Aim of the task:
Answer these questions using the Cassirer and Hartmann text below.
1. Who founded the Marburger Schule of Neo-Kantianism?
2. In which journal volume, issue, and year did the text appear?
3. Whose philosophical results did Cassirer and Hartmann draw on in returning to a form of realism?

Die stellung der biologie in den neukantianischen systemen Von Ernst Cassirer und Nicolai Hartmann

Acta Biotheoretica 28 (3) (1979)
Abstract
The founders of the Marburger Schule of Neo-Kantianism, Hermann Cohen and Paul Natorp, laid an emphasis upon a Platonic understanding of mathematics and logic as the paradigmatic epistemological basis of philosophy. Their successors, namely Ernst Cassirer and Nicolai Hartmann, made obvious, however, that new biological thinking can have a strong influence on ontology as well as on the theory of knowledge. They could show that biology was no longer to be treated as a metaphysical system in that pejorative meaning of metaphysics which Kant had so severely been opposing. Against the anti-realistic approach of the older neo-Kantians who wanted to eliminate Kant's thing-in-itself (Ding an sich), both Cassirer and Hartmann returned to a form of realism by way of Hegel's philosophical results and reflections on his method. This makes clear that their realism is still to be taken as a more of less monistic idealism. However, considering that modern biology as an antimetaphysical force became influential in their system for the first time and that it did so in two different but - on second thoughts - complementary ways, it becomes clear that it was necessary to change the paradigms of any neo-Kantian philosophy. Cassirer proved this by his development as a philosopher with a strong historical impetus while Hartmann as a more systematical philosopher only pointed in that direction.

Provided data:

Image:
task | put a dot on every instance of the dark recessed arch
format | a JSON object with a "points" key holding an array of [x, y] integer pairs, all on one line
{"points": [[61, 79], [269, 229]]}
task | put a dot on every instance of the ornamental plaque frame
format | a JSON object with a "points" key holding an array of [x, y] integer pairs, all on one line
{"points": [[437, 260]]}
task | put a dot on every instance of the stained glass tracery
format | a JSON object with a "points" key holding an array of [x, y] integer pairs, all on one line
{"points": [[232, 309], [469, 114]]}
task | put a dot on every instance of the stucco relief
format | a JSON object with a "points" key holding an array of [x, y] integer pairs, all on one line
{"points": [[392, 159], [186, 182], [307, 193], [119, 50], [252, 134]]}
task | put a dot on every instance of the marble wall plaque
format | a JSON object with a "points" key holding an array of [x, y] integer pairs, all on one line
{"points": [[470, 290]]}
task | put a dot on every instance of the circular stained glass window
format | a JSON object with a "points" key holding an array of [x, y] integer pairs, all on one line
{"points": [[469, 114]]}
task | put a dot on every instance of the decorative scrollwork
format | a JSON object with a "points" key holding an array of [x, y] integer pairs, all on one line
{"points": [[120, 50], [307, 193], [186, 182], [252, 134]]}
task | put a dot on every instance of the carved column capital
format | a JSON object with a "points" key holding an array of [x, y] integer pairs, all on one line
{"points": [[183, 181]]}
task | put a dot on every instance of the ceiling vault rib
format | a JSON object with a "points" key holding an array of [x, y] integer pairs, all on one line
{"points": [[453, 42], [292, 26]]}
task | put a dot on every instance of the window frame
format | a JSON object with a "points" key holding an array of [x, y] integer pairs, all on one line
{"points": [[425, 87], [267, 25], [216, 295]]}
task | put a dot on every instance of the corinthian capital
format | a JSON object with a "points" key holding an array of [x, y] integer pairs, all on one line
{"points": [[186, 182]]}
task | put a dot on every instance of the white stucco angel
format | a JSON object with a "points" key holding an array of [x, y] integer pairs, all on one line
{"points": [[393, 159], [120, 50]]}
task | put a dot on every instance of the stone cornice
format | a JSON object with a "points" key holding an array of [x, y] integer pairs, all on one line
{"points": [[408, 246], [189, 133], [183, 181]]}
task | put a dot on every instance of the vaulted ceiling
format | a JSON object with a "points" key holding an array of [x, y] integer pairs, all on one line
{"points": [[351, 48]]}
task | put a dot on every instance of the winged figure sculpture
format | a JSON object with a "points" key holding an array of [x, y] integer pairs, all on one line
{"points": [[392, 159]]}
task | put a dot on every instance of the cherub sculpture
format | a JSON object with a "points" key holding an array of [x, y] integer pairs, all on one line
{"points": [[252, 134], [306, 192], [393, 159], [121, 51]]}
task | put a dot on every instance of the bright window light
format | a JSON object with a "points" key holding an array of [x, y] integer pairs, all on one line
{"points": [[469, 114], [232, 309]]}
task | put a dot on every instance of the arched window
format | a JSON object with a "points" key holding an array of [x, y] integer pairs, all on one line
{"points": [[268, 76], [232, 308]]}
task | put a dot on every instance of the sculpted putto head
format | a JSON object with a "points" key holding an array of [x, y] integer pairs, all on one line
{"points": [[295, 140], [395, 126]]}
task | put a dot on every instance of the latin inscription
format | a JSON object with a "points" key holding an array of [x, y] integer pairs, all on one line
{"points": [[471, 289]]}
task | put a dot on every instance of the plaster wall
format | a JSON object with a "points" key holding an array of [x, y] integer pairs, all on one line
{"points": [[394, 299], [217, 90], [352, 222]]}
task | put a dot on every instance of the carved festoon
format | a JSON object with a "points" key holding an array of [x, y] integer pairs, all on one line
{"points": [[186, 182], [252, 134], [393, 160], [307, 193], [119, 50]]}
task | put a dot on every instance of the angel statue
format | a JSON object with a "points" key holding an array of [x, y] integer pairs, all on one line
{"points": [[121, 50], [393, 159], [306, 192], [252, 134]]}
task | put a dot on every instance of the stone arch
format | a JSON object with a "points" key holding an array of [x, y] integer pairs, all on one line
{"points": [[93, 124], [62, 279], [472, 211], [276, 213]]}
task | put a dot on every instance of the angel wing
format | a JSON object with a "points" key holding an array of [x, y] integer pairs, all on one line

Written solution:
1. Hermann Cohen and Paul Natorp.
2. Acta Biotheoretica, volume 28, issue 3, 1979.
3. Hegel's.